TASK DIRECTIONS:
Your response should be every line of the data, written out exactly.

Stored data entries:
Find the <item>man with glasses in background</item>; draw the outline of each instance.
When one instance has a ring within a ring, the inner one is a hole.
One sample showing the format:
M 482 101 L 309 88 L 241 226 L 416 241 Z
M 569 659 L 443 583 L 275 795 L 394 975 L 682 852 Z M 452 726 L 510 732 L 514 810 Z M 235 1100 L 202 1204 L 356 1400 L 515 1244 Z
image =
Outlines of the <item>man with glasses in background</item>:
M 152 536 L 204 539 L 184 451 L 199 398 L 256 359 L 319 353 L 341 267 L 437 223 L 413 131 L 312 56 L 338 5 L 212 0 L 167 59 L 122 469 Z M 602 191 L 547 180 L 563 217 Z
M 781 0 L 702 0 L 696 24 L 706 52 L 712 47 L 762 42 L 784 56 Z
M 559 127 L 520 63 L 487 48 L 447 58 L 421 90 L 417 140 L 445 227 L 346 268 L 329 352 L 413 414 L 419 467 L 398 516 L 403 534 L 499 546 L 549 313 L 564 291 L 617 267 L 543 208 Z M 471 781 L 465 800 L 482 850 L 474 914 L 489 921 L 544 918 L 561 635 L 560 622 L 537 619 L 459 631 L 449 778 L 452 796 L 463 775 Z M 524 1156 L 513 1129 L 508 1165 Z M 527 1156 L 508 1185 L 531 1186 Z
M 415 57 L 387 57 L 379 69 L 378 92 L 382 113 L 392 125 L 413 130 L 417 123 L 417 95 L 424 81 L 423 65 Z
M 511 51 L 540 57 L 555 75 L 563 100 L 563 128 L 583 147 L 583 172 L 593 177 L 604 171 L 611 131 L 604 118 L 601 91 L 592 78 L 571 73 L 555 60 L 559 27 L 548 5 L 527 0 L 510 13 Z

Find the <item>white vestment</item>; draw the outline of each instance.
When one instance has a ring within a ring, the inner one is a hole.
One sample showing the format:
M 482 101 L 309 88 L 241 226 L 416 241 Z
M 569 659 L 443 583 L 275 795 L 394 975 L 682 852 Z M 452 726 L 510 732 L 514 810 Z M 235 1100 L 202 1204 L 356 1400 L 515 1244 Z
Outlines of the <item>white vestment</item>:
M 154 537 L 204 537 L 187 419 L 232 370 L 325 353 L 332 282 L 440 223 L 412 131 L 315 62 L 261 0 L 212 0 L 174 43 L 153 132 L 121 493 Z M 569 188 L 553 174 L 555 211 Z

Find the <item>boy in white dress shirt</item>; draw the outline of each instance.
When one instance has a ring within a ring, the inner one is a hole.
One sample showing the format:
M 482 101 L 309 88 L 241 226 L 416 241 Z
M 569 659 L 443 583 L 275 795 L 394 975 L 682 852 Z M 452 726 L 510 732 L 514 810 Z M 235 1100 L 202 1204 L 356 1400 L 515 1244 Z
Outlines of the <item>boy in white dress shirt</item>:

RESULT OF THIS TASK:
Find the <item>man with glasses in background</item>; draw the outline of each instance.
When one instance has a ring within a ring, the inner one is a hole.
One sample showing the format:
M 482 101 L 309 88 L 241 226 L 416 241 Z
M 569 659 L 443 583 L 275 795 L 394 975 L 682 852 Z M 452 726 L 510 732 L 514 810 Z M 235 1100 L 202 1204 L 356 1400 L 515 1244 Z
image =
Outlines of the <item>man with glasses in background</item>:
M 152 536 L 204 539 L 184 451 L 199 398 L 256 359 L 319 353 L 341 267 L 437 223 L 413 131 L 312 56 L 338 5 L 212 0 L 167 59 L 122 469 Z M 602 191 L 547 180 L 563 217 Z
M 781 0 L 702 0 L 696 24 L 706 52 L 712 47 L 762 42 L 784 56 Z
M 559 127 L 520 63 L 487 48 L 447 58 L 421 90 L 417 140 L 445 227 L 346 268 L 329 352 L 413 414 L 419 467 L 398 516 L 403 534 L 499 546 L 549 313 L 564 291 L 617 267 L 543 208 Z M 471 781 L 465 800 L 482 850 L 474 914 L 489 921 L 544 918 L 561 635 L 560 622 L 537 619 L 459 631 L 449 778 L 452 796 L 463 775 Z M 524 1156 L 513 1129 L 508 1165 Z M 527 1156 L 508 1185 L 531 1186 Z
M 415 57 L 387 57 L 379 69 L 378 92 L 382 113 L 392 125 L 413 130 L 417 123 L 417 95 L 424 81 L 423 65 Z
M 511 51 L 540 57 L 555 75 L 563 100 L 563 128 L 583 147 L 583 172 L 593 177 L 604 171 L 611 131 L 604 118 L 601 91 L 592 78 L 571 73 L 555 60 L 559 27 L 548 5 L 527 0 L 510 13 Z

Find the <item>white vestment</item>; draw the outline of each instance.
When one instance has a ring within a ring, the inner one is a hole.
One sample showing the format:
M 482 101 L 309 88 L 241 226 L 416 241 Z
M 569 659 L 443 583 L 275 795 L 394 975 L 682 852 Z M 452 726 L 510 732 L 514 810 Z M 235 1100 L 202 1204 L 356 1400 L 515 1244 Z
Outlines of the <item>white vestment</item>:
M 154 537 L 204 537 L 187 419 L 232 370 L 325 353 L 332 282 L 440 223 L 412 131 L 315 62 L 261 0 L 212 0 L 174 43 L 153 132 L 121 493 Z M 569 188 L 553 174 L 555 211 Z

Find the <item>boy in white dress shirt</item>; draw the outline of each instance.
When one instance has a ring within a ring, the inner one is a hole.
One sample showing the format:
M 482 101 L 309 88 L 241 226 L 416 241 Z
M 569 659 L 443 583 L 275 795 L 394 975 L 682 852 Z M 452 726 L 510 732 L 514 810 Z M 235 1100 L 202 1204 L 356 1400 L 515 1244 Z
Outlines of the <item>boy in white dress shirt</item>:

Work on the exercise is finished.